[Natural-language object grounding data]
▼

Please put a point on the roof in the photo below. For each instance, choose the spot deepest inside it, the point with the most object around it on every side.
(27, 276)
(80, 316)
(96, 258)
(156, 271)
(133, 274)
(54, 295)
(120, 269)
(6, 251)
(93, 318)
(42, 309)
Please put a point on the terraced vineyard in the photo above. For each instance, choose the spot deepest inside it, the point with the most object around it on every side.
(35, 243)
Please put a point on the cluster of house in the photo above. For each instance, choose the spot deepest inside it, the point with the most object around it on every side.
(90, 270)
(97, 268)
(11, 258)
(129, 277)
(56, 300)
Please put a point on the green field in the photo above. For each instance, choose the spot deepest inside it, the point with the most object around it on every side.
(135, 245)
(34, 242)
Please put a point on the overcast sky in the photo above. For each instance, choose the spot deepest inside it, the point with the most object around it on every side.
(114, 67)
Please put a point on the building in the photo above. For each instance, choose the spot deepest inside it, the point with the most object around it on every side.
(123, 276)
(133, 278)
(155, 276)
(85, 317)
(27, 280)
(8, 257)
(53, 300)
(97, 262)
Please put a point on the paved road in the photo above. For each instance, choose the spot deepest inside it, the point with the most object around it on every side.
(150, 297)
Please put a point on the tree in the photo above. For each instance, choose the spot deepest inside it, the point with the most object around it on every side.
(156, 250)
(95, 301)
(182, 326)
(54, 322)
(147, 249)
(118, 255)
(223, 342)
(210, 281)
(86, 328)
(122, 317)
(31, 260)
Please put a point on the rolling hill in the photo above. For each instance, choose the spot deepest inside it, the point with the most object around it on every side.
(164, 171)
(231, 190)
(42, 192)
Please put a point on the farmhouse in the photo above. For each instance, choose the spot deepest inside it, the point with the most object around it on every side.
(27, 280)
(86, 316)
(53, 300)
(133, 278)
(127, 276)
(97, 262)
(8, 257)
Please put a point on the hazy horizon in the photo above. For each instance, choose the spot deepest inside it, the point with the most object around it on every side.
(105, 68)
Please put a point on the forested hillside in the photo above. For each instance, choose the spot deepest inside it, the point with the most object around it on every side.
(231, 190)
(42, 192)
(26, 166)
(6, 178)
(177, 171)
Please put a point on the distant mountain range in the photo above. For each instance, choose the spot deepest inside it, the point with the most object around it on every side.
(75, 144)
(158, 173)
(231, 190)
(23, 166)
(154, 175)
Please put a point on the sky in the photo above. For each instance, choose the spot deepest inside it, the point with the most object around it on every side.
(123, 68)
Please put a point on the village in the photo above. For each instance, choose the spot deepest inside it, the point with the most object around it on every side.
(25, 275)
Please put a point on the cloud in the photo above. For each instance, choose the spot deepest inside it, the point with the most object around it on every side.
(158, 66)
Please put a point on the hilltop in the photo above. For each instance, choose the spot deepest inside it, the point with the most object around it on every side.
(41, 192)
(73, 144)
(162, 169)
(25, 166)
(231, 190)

▲

Reproduce the records above exactly, character for character.

Please put a point on the roof in the photo below. For each instance, choose the spot deepest inside it, the point with the most object around it on every side.
(27, 276)
(80, 316)
(96, 258)
(156, 271)
(133, 274)
(54, 295)
(120, 269)
(6, 251)
(93, 318)
(42, 309)
Please put a point on the terraced vineyard in the photo above. For each instance, choose the spot deepest inside it, the point with the most object around it on every side.
(35, 243)
Please put a point on the cluster of house in the photo above. For each instance, choose the spot deepest inside it, the point with the most object around it on every side.
(90, 270)
(97, 268)
(11, 258)
(129, 277)
(56, 300)
Please put a point on the green field in the photo above. For each instance, choose the spot deepest inside it, the point with the most object around it on every side.
(135, 245)
(34, 242)
Please put a point on the overcast sky in the photo above. For each instance, choose the spot deepest inside it, the point with the most object around it on every side.
(114, 67)
Please put a point on the building in the photo above. For each instance, choose the spot deepest inside it, the point with the most object around it on every side.
(123, 276)
(133, 278)
(155, 276)
(85, 317)
(27, 280)
(8, 257)
(53, 300)
(97, 262)
Please put a point on the paved road in the photo above. For each instance, choose the spot deepest inside it, the point with the most object around it on every side.
(150, 297)
Please put a point on the tree in the photo above. For each instance, choose the spot deepest inside it, the point with the most object around it on every side.
(156, 250)
(95, 301)
(182, 326)
(54, 322)
(147, 249)
(118, 255)
(223, 342)
(210, 281)
(86, 328)
(122, 317)
(31, 260)
Please put a point on the rolling hill in the photo above. For each instance, choose the spot deepest inside it, the point with the most object around it on every side.
(164, 171)
(231, 190)
(42, 192)
Please put a point on the farmhouse in the photo above. For each instance, choose the spot deepest inside it, the point with the most object around it on every side.
(27, 280)
(86, 316)
(53, 300)
(133, 278)
(127, 276)
(97, 262)
(8, 257)
Please put a point on the hazy horizon in the photo above. For each instance, choose the spot deepest inside it, the point with the most object around it on every side.
(105, 68)
Please put a point on the forested hillside in the photo above. For each instance, choose the spot deepest inside it, the point with the most object around it on every side.
(231, 190)
(42, 192)
(26, 166)
(6, 178)
(177, 171)
Please put a point on the distant mountain range in the photo above. For each instance, choose the spot deepest inside it, the point with the most object around it on every side.
(75, 144)
(158, 173)
(231, 190)
(23, 166)
(154, 175)
Please put a point on the sky in the photo above. For each instance, choose the spot deepest inside it, the point with the most object around it on every side.
(123, 68)
Please put a point on the village in the photo above. For each instance, choose the spot deepest inside it, the point with the most object around it on every side.
(25, 275)
Please put a point on the cloud in the photo above. For each instance, choose the spot deepest inside it, the point with the most object around it on every side.
(158, 66)
Please put a point on the hilltop in the photo above. For each instance, choose the spot deepest inside it, the point with the most object around it on every side.
(41, 192)
(73, 144)
(162, 169)
(25, 166)
(231, 190)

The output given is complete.